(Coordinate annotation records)
- - -
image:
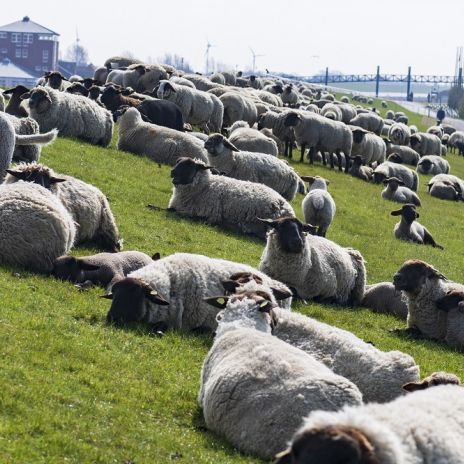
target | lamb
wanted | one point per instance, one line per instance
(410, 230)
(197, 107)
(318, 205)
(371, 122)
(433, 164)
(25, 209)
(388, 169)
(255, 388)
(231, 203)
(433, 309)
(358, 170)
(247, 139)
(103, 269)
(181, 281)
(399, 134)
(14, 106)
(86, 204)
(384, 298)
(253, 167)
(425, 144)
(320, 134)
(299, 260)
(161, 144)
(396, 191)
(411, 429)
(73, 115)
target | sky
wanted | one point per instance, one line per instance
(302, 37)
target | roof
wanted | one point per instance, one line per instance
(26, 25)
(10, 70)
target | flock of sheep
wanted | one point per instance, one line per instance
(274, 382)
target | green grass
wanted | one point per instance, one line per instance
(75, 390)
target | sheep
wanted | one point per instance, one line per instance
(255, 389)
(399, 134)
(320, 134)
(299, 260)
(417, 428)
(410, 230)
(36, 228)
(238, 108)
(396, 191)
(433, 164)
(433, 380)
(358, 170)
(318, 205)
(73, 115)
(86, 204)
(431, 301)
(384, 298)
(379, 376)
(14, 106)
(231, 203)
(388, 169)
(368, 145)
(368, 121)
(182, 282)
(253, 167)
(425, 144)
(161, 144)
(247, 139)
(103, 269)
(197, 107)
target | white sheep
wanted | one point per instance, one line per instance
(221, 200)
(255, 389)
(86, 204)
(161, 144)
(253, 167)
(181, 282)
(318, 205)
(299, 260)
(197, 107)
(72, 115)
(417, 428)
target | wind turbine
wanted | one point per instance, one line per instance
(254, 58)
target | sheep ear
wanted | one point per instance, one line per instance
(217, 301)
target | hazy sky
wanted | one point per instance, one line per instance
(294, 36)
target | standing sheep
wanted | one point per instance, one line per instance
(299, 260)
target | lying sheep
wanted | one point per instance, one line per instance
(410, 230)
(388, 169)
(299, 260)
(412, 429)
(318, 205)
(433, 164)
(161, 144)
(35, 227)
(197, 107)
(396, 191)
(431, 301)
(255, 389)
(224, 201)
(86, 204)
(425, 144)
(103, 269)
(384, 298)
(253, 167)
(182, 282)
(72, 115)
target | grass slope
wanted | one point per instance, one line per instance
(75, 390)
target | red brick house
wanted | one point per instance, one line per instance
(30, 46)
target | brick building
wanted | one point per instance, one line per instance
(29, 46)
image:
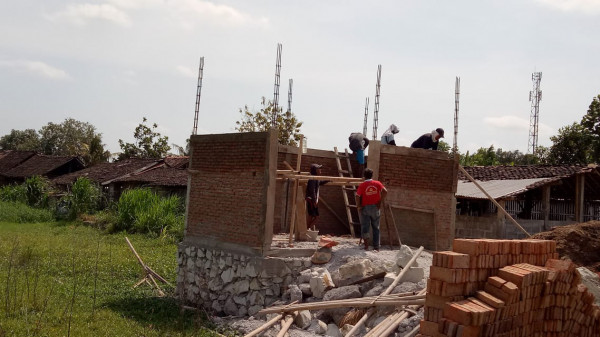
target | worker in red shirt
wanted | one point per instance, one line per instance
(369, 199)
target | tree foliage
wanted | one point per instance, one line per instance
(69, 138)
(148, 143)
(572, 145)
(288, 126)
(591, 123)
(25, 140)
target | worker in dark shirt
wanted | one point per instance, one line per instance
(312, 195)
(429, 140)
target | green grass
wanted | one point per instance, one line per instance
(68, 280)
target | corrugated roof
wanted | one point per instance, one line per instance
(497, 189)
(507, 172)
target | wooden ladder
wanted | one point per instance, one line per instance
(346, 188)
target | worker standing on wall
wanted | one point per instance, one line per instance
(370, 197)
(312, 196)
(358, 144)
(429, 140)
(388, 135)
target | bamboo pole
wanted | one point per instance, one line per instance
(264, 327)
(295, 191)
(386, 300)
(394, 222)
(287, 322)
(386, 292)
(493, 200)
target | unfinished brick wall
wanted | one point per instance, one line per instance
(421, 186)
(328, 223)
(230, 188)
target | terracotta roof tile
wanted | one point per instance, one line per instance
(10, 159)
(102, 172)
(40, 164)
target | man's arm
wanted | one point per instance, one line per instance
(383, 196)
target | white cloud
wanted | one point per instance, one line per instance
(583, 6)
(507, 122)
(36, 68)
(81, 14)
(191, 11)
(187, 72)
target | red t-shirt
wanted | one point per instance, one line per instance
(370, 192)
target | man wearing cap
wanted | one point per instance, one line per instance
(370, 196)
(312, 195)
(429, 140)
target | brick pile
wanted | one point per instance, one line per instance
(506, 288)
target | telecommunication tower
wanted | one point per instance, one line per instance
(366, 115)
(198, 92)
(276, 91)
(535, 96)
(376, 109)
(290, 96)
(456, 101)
- - -
_REQUEST_
Output the lines from the line containing "target | white cloud" to the end, both included; add nothing.

_RESPONSE TO THIS EXERCISE_
target | white cloud
wanted | one point per instance, one line per instance
(583, 6)
(507, 122)
(36, 68)
(81, 14)
(191, 11)
(187, 72)
target | red t-shirt
wanted | one point per instance, one line per instance
(370, 192)
target | man wearing cap
wanted | one point per instance, one line per instance
(370, 196)
(312, 195)
(429, 140)
target | brick pile
wanted | one point per instance, one line per instance
(506, 288)
target | telecommunication tower
wanted | one point per instance, one line per instance
(366, 115)
(198, 92)
(276, 91)
(535, 96)
(376, 109)
(290, 96)
(456, 101)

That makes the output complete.